Input records –
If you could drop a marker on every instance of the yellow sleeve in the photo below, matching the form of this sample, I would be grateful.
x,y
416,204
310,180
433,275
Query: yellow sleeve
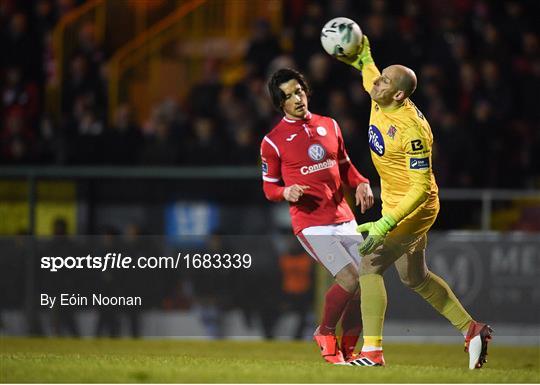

Task prompt – Give back all of the material above word for word, leaving out the picture.

Written response –
If you could drop a marker on every instance of the yellow sleeve in the photo below, matching the form of this sample, I would be grateful.
x,y
416,204
310,180
433,275
Query: yellow sleeve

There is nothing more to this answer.